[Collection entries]
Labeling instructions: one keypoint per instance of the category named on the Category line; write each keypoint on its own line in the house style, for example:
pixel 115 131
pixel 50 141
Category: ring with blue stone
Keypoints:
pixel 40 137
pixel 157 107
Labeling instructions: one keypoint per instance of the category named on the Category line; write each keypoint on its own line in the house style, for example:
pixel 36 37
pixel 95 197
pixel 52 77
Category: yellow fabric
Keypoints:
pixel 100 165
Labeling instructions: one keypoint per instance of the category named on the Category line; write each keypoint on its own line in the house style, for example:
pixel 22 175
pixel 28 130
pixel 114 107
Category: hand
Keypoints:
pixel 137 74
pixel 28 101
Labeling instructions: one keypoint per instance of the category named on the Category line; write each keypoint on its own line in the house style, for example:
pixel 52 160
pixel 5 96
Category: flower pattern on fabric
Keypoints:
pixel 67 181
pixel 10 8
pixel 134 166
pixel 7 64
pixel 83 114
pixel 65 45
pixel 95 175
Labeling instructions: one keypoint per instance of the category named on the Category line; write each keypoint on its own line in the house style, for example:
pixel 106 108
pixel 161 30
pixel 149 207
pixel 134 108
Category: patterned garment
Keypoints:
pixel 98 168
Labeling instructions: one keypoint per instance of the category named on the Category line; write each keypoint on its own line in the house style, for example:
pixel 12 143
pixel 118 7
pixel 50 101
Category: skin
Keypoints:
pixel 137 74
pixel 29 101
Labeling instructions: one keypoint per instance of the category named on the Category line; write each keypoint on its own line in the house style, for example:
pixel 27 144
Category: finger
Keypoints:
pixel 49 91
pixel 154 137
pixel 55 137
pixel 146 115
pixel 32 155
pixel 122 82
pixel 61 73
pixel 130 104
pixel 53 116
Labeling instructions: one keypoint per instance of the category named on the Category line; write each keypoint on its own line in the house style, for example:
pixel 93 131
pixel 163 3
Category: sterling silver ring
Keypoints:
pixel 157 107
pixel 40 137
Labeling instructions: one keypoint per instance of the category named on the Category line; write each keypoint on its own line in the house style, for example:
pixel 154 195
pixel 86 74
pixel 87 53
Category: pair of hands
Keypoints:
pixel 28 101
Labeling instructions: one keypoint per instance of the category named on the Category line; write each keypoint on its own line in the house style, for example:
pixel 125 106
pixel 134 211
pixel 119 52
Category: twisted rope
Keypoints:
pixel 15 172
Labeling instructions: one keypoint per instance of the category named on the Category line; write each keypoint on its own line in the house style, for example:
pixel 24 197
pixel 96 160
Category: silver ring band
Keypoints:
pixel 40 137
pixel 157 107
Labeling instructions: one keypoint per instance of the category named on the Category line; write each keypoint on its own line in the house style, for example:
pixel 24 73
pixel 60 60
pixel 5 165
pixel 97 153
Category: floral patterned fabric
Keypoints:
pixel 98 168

STATED PROBLEM>
Copy the listing above word for word, beginning at its first line and ending after the line that contains "pixel 100 165".

RIGHT ANSWER>
Labeling instructions: one keypoint per instance of the category named on the Category line; write each keypoint on its own line in the house style, for example:
pixel 115 131
pixel 50 141
Category: ring with blue stone
Keypoints:
pixel 40 137
pixel 157 107
Labeling instructions: one keypoint per instance of the category named on the Category line; write each keypoint on its own line in the house style, for example:
pixel 36 37
pixel 95 197
pixel 52 77
Category: yellow fabric
Keypoints:
pixel 100 165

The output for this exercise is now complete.